→ **Texte présenté**
==================================================
En janvier 2018, la Fondation Jean Jaurès1 organisait à Paris, un colloque nommé « Trois ans après Charlie », qui permettait d’exploiter le filon de ces assassinats pour continuer à diffuser la propagande sur le terreau de faits traumatisants pour tous et fortement chargés en affects. Et sur le dos des cadavres puisqu’il ne s’agissait pas au final, de défendre une position (ultra-)libérale à la faveur de la liberté d’expression, du droit à être irresponsable en remettant de l’huile sur le feu, quitte à défendre l’indéfendable ou à rire de tout avec tout le monde et même en étant grossier et bête, mais à définir des morales à géométries variables et à prôner un terrorisme intellectuel de belle facture et sous couvert d’une enquête spectaculaire2. Bref, un joli plateau de prestidigitateurs tâchant de faire entrer gentiment dans les petites têtes des hommes de bonne volonté pourquoi la bande à Charlie ce sont des gentils et puis Dieudonné est un méchant, pourquoi Frédéric Haziza qui aurait harcelé une collègue avant de lui offrir un petit pain méprisant et se voit remis à l’antenne après quelques jours ce n’est pas grave, quand Tex viré pour une blague sexiste c’est normal, ou encore en quoi les Musulmans sont des périls pour la laïcité quand la défense de suprématistes colonisateurs c’est bien. Ad lib. Le tout avec des airs sérieux, des jolis mots et du name dropping à gogo (pardon, des citations…). De quoi Charlie est-il le nom désormais : de cette brochette de sophistes pas drôles, de réunions publiques qui manquent d’enculade à part sur les pauvres mouches qui n’ont fait du mal à personne dans ce cas-là, mais bon, c’est comme ça, pourvu qu’elles puissent se réincarner et se vengent un jour.3

Qui sont les gens à cette table ?

De gauche à droite.

Rudy Reichstadt, le modérateur. Jeune homme qui a créé son site personnel, “L’observatoire du conspirationnisme et des théories du complot”, tout seul dans son coin, dit-il, en 2007, qui n’est pas professeur d’université ou de grande école, ni directeur d’un laboratoire du CNRS – bien que le terme ‘d’Observatoire’ de son site, puisse le faire croire – mais « chef de bureau des affaires financières au sein de la sous-direction de l’administration générale et de l’équipement de la mairie de Paris »4, ce qui devait sûrement le qualifier pour être un observateur avisé des complotistes. Puis cette espèce de balance au charisme de tas de moules vidées à la braderie de Lille, auteur de ce Panopticon5 numérique, désireux de remettre tous les petits cons qui tombent dans le panneau des vilains méchants, par copinage et parce qu’il sert les bonnes personnes, se voit adoubé par le Pouvoir et la Fondation Jean Jaurès où il collabore avec Jean-Yves Camus dans “l’Observatoire6 des radicalités politiques”7 et se trouve désormais stipendié pour son activité. Si vous ne savez pas que le monsieur est Juif8, vous ne comprendrez pas pourquoi Pascal Boniface soulignait sa « proximité avec la revue ProChoix de Caroline Fourest » [la trop célèbre agitatrice anti-islam de combat], et pourquoi il relevait que l’Observatoire (ou Conspiracy Watch en anglais) « est principalement consacré à la dénonciation des critiques de la politique israélienne »9 et quelle prouesse il fait en ne lâchant le mot “antisémitisme” au bout d’une heure environ seulement, alors qu’il n’était pas question des Juifs, pas plus que des Franc-maçons à qui ils sont souvent associés, mais plutôt des trolls sur Internet ou de la dite “dissidence”, les Russes, Trump ou des intégristes religieux. Donc, malheureusement pour lui, personne ne l’a suivi sur ce terrain, et il a sans doute perdu quelques points auprès du CRI(J)F en s’avérant incapable de placer la communauté au centre de tout, et peut-être est-ce avec eux qu’il converse sur son téléphone pendant la causerie, va savoir.
==================================================
→ **Données fournies**

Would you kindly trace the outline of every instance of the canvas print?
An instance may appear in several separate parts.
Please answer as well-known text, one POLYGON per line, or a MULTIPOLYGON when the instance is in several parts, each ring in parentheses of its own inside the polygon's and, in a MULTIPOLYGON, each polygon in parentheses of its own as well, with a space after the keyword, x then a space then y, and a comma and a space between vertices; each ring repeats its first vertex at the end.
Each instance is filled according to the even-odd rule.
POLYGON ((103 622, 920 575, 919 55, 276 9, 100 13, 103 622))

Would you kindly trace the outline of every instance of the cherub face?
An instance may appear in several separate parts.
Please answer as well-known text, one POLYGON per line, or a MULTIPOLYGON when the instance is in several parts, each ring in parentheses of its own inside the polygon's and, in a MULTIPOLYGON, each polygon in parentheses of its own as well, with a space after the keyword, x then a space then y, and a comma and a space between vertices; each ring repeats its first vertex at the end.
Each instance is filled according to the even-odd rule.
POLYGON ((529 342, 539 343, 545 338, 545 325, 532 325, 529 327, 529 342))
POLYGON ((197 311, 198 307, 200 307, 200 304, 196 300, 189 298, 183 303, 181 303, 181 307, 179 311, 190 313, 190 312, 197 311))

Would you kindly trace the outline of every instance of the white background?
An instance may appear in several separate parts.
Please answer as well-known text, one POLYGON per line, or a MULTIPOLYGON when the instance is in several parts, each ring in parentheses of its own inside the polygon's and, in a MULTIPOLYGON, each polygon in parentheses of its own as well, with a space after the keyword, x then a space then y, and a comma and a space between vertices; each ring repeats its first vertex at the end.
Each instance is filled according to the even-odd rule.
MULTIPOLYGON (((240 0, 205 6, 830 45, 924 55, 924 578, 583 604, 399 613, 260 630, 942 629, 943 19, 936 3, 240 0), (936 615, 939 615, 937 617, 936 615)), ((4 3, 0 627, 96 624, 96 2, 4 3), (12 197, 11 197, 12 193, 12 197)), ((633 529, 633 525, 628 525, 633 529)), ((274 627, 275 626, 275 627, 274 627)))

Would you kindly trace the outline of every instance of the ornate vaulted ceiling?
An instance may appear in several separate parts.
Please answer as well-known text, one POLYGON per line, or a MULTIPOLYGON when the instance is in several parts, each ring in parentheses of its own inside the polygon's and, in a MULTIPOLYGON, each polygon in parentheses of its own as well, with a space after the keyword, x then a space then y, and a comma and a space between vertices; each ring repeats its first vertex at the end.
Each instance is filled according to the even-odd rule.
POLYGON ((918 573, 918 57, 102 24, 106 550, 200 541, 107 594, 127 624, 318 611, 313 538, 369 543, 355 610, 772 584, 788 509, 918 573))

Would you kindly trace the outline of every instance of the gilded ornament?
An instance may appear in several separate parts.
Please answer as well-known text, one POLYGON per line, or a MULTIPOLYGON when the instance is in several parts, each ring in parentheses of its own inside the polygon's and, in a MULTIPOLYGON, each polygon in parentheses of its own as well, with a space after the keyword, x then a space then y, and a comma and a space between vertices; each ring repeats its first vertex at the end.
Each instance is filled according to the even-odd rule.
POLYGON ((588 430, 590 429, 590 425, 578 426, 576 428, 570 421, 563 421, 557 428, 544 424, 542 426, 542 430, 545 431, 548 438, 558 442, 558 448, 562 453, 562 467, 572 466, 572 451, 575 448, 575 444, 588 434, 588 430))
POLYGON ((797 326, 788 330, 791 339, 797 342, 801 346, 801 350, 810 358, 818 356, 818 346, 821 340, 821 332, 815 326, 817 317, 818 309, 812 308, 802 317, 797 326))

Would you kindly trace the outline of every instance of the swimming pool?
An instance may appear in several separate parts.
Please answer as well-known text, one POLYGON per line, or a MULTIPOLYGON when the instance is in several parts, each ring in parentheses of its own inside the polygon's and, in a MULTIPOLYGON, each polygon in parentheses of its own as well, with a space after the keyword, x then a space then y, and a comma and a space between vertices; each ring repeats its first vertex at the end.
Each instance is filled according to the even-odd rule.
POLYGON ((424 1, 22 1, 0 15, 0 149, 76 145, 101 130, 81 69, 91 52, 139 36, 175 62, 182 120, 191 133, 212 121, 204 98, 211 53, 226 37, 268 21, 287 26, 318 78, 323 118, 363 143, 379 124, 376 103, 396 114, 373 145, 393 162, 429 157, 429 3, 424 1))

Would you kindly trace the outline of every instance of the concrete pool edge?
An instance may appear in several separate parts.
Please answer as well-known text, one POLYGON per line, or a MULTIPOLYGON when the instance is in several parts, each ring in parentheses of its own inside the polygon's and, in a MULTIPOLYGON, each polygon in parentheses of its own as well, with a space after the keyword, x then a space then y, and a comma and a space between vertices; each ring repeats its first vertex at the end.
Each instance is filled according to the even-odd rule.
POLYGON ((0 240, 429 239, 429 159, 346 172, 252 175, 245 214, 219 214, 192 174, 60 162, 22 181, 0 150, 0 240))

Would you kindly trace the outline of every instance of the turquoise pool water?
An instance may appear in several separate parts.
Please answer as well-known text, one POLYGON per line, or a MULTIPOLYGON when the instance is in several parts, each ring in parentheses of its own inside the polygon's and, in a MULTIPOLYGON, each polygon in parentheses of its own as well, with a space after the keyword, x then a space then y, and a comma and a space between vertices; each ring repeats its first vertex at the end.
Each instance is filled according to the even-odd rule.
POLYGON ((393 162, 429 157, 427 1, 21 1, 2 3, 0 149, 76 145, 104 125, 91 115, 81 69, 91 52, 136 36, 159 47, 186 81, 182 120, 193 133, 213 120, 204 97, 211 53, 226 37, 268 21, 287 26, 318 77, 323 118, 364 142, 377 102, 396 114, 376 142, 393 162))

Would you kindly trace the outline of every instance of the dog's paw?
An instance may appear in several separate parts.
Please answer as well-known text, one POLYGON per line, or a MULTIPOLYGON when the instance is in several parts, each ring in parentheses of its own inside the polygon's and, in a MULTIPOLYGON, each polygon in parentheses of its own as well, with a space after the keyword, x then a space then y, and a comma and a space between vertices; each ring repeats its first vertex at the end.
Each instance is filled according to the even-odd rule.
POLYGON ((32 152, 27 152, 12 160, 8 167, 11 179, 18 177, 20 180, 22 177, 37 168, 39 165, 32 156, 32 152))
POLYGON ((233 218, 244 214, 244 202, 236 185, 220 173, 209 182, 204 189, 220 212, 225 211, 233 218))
==================================================
→ **Exercices proposés**
1. Relevez toutes les personnes désignées par leur nom dans le paragraphe du texte présenté qui commence par « Rudy Reichstadt, le modérateur ».
2. Donnez sous forme de liste JSON de chaînes les lignes des données, en partant de la ligne qui contient « the dog's paw? » et en allant jusqu'à la fin des données, à raison d'une chaîne par ligne et sans les lignes vides.
Le texte présenté et les données sont deux documents indépendants l'un de l'autre.

→ **Corrigés**
1. Rudy Reichstadt, Jean-Yves Camus, Pascal Boniface, Caroline Fourest, Trump

2.
[
  "Would you kindly trace the outline of every instance of the dog's paw?",
  "An instance may appear in several separate parts.",
  "Please answer as well-known text, one POLYGON per line, or a MULTIPOLYGON when the instance is in several parts, each ring in parentheses of its own inside the polygon's and, in a MULTIPOLYGON, each polygon in parentheses of its own as well, with a space after the keyword, x then a space then y, and a comma and a space between vertices; each ring repeats its first vertex at the end.",
  "Each instance is filled according to the even-odd rule.",
  "POLYGON ((32 152, 27 152, 12 160, 8 167, 11 179, 18 177, 20 180, 22 177, 37 168, 39 165, 32 156, 32 152))",
  "POLYGON ((233 218, 244 214, 244 202, 236 185, 220 173, 209 182, 204 189, 220 212, 225 211, 233 218))"
]